Point localization data

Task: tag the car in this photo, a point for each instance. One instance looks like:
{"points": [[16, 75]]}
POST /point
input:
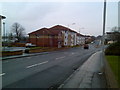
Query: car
{"points": [[86, 46]]}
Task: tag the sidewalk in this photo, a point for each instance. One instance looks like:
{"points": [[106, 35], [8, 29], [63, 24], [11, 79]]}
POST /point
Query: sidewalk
{"points": [[23, 55], [87, 75]]}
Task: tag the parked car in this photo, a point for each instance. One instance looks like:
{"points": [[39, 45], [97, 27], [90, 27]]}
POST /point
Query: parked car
{"points": [[29, 45], [86, 46]]}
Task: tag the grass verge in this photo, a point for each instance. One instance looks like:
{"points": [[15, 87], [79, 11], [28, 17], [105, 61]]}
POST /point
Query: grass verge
{"points": [[114, 62]]}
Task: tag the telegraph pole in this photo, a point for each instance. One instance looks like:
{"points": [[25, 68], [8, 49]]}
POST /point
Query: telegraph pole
{"points": [[104, 21], [103, 36]]}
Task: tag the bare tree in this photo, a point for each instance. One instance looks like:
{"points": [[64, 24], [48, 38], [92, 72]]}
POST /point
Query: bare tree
{"points": [[18, 31]]}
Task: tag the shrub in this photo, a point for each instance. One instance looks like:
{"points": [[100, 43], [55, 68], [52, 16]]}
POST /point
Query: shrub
{"points": [[113, 49]]}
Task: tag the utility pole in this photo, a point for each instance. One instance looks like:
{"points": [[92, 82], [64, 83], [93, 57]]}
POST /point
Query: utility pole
{"points": [[1, 17], [4, 36], [104, 21], [103, 37]]}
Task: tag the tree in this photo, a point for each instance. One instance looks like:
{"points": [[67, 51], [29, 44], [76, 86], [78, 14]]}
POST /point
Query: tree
{"points": [[18, 31]]}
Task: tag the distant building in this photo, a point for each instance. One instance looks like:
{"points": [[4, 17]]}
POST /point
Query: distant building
{"points": [[57, 36]]}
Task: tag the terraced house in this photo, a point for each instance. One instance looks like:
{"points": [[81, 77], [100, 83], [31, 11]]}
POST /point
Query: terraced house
{"points": [[56, 36]]}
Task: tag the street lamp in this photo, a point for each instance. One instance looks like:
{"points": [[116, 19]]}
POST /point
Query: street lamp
{"points": [[4, 36], [103, 37], [1, 17]]}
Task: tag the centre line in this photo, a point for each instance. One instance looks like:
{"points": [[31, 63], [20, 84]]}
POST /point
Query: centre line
{"points": [[60, 58], [2, 74], [36, 64]]}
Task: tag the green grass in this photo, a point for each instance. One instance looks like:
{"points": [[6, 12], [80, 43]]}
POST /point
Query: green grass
{"points": [[114, 62]]}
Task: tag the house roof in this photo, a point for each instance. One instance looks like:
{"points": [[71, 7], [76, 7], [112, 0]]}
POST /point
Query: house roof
{"points": [[44, 31], [55, 30]]}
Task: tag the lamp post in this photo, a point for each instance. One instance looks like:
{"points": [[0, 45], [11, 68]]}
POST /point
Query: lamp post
{"points": [[103, 37], [43, 39], [104, 20], [1, 17], [4, 34]]}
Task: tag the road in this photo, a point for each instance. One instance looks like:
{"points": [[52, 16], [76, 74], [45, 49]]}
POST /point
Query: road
{"points": [[44, 71]]}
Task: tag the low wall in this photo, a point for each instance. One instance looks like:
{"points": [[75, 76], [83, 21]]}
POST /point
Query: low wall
{"points": [[12, 53], [110, 77]]}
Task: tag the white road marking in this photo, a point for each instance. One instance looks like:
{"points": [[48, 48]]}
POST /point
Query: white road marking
{"points": [[60, 58], [2, 74], [36, 64], [72, 53]]}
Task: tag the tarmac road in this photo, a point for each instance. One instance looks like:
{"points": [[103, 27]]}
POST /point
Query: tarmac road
{"points": [[44, 71]]}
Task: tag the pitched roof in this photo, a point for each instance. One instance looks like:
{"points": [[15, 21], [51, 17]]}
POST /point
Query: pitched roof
{"points": [[44, 31], [55, 30]]}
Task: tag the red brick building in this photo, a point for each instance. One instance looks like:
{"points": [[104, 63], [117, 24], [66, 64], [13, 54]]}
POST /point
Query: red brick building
{"points": [[45, 37], [56, 36]]}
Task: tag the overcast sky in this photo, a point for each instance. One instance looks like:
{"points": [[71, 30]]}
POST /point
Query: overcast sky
{"points": [[87, 16]]}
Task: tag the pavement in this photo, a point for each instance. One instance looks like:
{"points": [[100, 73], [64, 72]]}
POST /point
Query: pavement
{"points": [[88, 75], [44, 71], [23, 55]]}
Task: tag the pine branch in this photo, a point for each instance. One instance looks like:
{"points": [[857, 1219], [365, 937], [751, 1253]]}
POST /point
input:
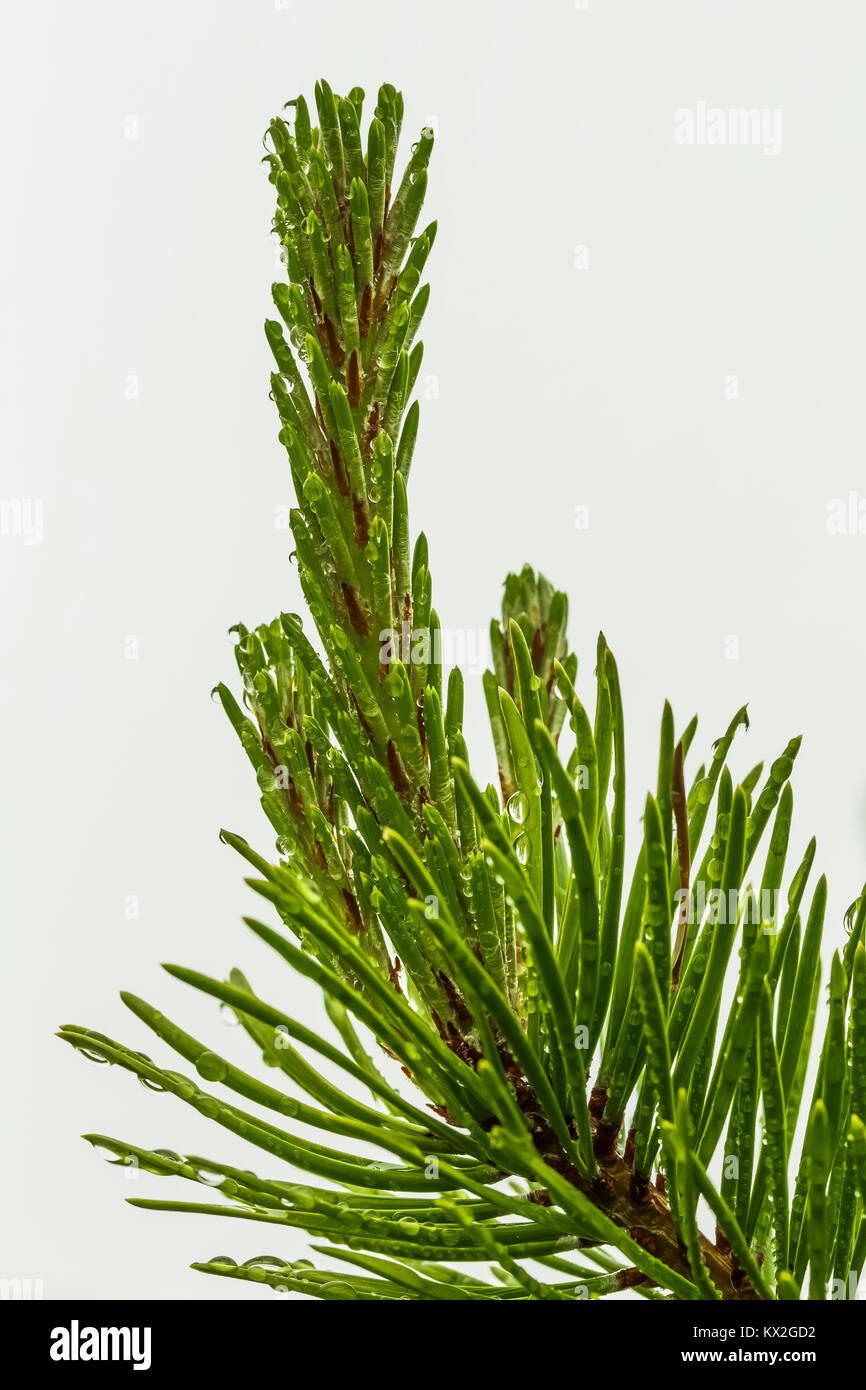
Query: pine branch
{"points": [[538, 1066]]}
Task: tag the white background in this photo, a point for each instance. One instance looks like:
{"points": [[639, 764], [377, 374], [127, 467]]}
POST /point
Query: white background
{"points": [[548, 387]]}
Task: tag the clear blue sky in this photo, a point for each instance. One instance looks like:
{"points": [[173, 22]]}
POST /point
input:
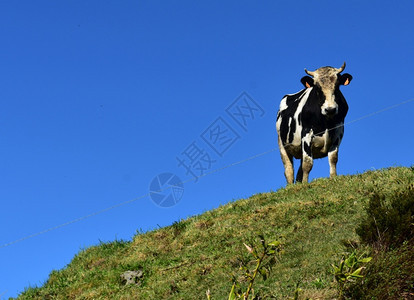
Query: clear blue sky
{"points": [[97, 98]]}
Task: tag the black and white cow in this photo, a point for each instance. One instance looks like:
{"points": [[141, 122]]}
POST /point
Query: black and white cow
{"points": [[310, 123]]}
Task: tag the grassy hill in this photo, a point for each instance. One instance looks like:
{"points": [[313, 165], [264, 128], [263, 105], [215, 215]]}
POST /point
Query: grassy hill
{"points": [[317, 222]]}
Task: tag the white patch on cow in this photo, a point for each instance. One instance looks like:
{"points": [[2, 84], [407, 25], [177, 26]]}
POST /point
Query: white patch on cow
{"points": [[308, 138], [297, 135], [283, 105], [289, 126]]}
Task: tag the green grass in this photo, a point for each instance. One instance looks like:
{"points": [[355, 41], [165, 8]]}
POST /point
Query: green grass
{"points": [[182, 261]]}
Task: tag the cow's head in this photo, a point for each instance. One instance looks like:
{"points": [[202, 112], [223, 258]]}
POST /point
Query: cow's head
{"points": [[327, 80]]}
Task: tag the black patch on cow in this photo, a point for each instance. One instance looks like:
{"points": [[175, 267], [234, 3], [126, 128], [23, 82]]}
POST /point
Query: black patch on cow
{"points": [[292, 102], [307, 149]]}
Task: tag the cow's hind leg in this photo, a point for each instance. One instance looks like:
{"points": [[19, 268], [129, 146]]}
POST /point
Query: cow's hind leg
{"points": [[287, 160], [333, 159], [306, 162]]}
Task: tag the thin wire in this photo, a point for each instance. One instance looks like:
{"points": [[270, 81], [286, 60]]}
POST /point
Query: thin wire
{"points": [[192, 179]]}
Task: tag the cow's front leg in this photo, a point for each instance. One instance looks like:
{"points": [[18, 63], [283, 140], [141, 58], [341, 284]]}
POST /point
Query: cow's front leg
{"points": [[287, 162], [306, 163], [333, 159]]}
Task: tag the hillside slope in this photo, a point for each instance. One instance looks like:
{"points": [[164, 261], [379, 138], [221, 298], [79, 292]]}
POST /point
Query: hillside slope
{"points": [[182, 261]]}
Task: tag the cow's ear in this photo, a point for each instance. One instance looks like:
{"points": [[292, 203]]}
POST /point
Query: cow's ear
{"points": [[307, 81], [345, 79]]}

§ WHAT THIS TASK INVOLVES
What you return must match the records letter for letter, except that the pictures stay out.

§ RESPONSE BELOW
Task: tag the car in this photo, a point for each instance. One instance looks like:
{"points": [[16, 75]]}
POST /point
input:
Query: car
{"points": [[86, 46]]}
Task: tag the sidewalk in this photo, a point for each instance. One instance looks like:
{"points": [[106, 35], [8, 29], [63, 24], [11, 79]]}
POST /point
Query: sidewalk
{"points": [[23, 55], [87, 75]]}
Task: tag the parked car in this photo, a point for each instance. One instance looks like:
{"points": [[39, 45], [97, 27], [90, 27]]}
POST /point
Query: parked car
{"points": [[29, 45], [86, 46]]}
Task: tag the grass verge in this photo, a point for each instance. One instance looks like:
{"points": [[15, 87], [79, 11], [28, 17], [105, 61]]}
POST /point
Query: grass verge
{"points": [[114, 62]]}
Task: tag the telegraph pole in this photo, a point for each instance. One instance looks like:
{"points": [[25, 68], [8, 49]]}
POST /point
Query: telegraph pole
{"points": [[104, 21], [103, 36]]}
Task: tag the bare tree in this photo, a point for each instance. One instance looks like:
{"points": [[64, 24], [48, 38], [92, 72]]}
POST /point
Query: bare tree
{"points": [[18, 31]]}
Task: tag the shrub in this photo, a point for each instance. One instance looks like:
{"points": [[100, 43], [55, 68], [52, 16]]}
POST /point
Query: shrub
{"points": [[113, 49]]}
Task: tag the utility pole in this photo, a point for each instance. One instance looks like:
{"points": [[92, 82], [64, 83], [93, 57]]}
POST /point
Query: utility pole
{"points": [[1, 17], [4, 36], [104, 21], [103, 37]]}
Task: tag the tree in this photo, a point for each instance. One instance looks like:
{"points": [[67, 51], [29, 44], [76, 86], [78, 14]]}
POST /point
Query: tree
{"points": [[18, 31]]}
Task: tag the distant building in this photo, a point for each instance. One instance looks like:
{"points": [[4, 17]]}
POST /point
Query: distant building
{"points": [[57, 36]]}
Task: tag the terraced house in this photo, a point for each instance. One instance looks like:
{"points": [[81, 77], [100, 83], [31, 11]]}
POST /point
Query: terraced house
{"points": [[56, 36]]}
Task: tag the street lamp in this photo, a point for each instance. One instance looks like:
{"points": [[116, 19]]}
POST /point
Query: street lamp
{"points": [[4, 36], [103, 37], [1, 17]]}
Task: tag the centre line in this photo, a point for each instance. One instance looks like:
{"points": [[31, 63], [20, 84]]}
POST /point
Query: centre line
{"points": [[60, 58], [2, 74], [36, 64]]}
Task: tag the green grass in this photo, a point for each instance. One instance looks like:
{"points": [[6, 12], [80, 43]]}
POST /point
Query: green grass
{"points": [[114, 62]]}
Task: tag the house roof in this photo, a point for each instance. One instance looks like:
{"points": [[71, 7], [76, 7], [112, 0]]}
POST /point
Query: house roof
{"points": [[44, 31], [55, 30]]}
Task: tag the lamp post in this photo, a point for each instance. One instance looks like:
{"points": [[0, 45], [11, 68]]}
POST /point
Query: lamp post
{"points": [[103, 37], [43, 39], [104, 20], [1, 17], [4, 34]]}
Task: tag the road in this photo, a point for each instance. One instance looks like:
{"points": [[52, 16], [76, 74], [45, 49]]}
POST /point
Query: road
{"points": [[44, 71]]}
Task: tag the low wall in this photo, a point for each instance. One instance looks like:
{"points": [[75, 76], [83, 21]]}
POST /point
Query: low wall
{"points": [[12, 53], [110, 77]]}
Task: tag the white road marking in this photo, a point for each instance. One instance looks like:
{"points": [[48, 48]]}
POST /point
Query: white road marking
{"points": [[60, 58], [2, 74], [36, 64], [72, 53]]}
Task: tag the tarmac road in this photo, a point for each instance. One instance looks like:
{"points": [[103, 27]]}
POST /point
Query: tarmac road
{"points": [[44, 71]]}
Task: tag the pitched roof in this photo, a point for each instance. One instance looks like:
{"points": [[15, 21], [51, 17]]}
POST /point
Query: pitched roof
{"points": [[44, 31], [55, 30]]}
Task: tag the red brick building in this photo, a point for each instance. One instance looks like:
{"points": [[104, 63], [117, 24], [66, 64], [13, 54]]}
POST /point
Query: red brick building
{"points": [[45, 37], [56, 36]]}
Task: tag the overcast sky in this photo, a point for each instance. One instance looks like:
{"points": [[71, 30]]}
POST /point
Query: overcast sky
{"points": [[87, 16]]}
Task: tag the pavement in this photo, a point for each instance. One instance looks like:
{"points": [[100, 73], [64, 72]]}
POST /point
Query: pavement
{"points": [[88, 75], [44, 71], [23, 55]]}
Task: tag the pine branch in this photo, a point for each instance. One instance looks like:
{"points": [[857, 1219], [365, 937], [751, 1253]]}
POST /point
input:
Query: pine branch
{"points": [[538, 1066]]}
Task: tag the white background in this photo, a point for each instance. One instance looks like:
{"points": [[639, 764], [377, 374], [127, 467]]}
POST /point
Query: white background
{"points": [[548, 387]]}
Task: tag the clear blue sky in this photo, a point for each instance. One instance looks like:
{"points": [[173, 22]]}
POST /point
input:
Query: clear blue sky
{"points": [[97, 98]]}
Task: tag the black and white cow in this photo, a point for each instance. One instance looks like:
{"points": [[141, 122]]}
POST /point
Query: black and white cow
{"points": [[310, 123]]}
Task: tag the grassy hill in this photo, a point for each instance. One instance looks like:
{"points": [[313, 165], [264, 128], [263, 105], [215, 215]]}
POST /point
Query: grassy hill
{"points": [[317, 222]]}
Task: tag the white patch on cow in this photo, a point for each instance. One instance looks like:
{"points": [[2, 84], [407, 25], [177, 26]]}
POST /point
Query: white patch on cow
{"points": [[308, 138], [297, 135], [283, 105], [289, 126]]}
Task: tag the green grass in this photo, a point for each instance. One instance looks like:
{"points": [[355, 41], [165, 8]]}
POST /point
Query: green grass
{"points": [[182, 261]]}
Task: tag the cow's head in this photo, a point for each instance. One instance looks like:
{"points": [[202, 112], [223, 258]]}
POST /point
Query: cow's head
{"points": [[327, 80]]}
Task: tag the black patch on cow in this photo, a point for each instance. One instance looks like:
{"points": [[175, 267], [234, 3], [126, 128], [23, 82]]}
POST /point
Query: black patch on cow
{"points": [[292, 102], [307, 149]]}
Task: tag the cow's hind leg in this photo, a point for each instance. One instance looks like:
{"points": [[19, 268], [129, 146]]}
POST /point
Query: cow's hind leg
{"points": [[287, 160], [333, 159], [306, 162]]}
Task: tag the thin wire in this photo, a point for each instance. One instance looks like:
{"points": [[270, 81], [286, 60]]}
POST /point
Query: thin wire
{"points": [[192, 179]]}
Task: tag the cow's front leg in this photo, a point for each instance. One instance looks like:
{"points": [[18, 63], [283, 140], [141, 58], [341, 284]]}
POST /point
Query: cow's front leg
{"points": [[287, 162], [306, 163], [333, 159]]}
Task: tag the hillside slope in this photo, a point for each instance. One instance looks like:
{"points": [[164, 261], [379, 138], [221, 298], [79, 292]]}
POST /point
Query: hillside slope
{"points": [[182, 261]]}
Task: tag the cow's ear in this photo, a point for each instance. One instance looks like:
{"points": [[292, 203]]}
POST /point
Query: cow's ear
{"points": [[307, 81], [345, 79]]}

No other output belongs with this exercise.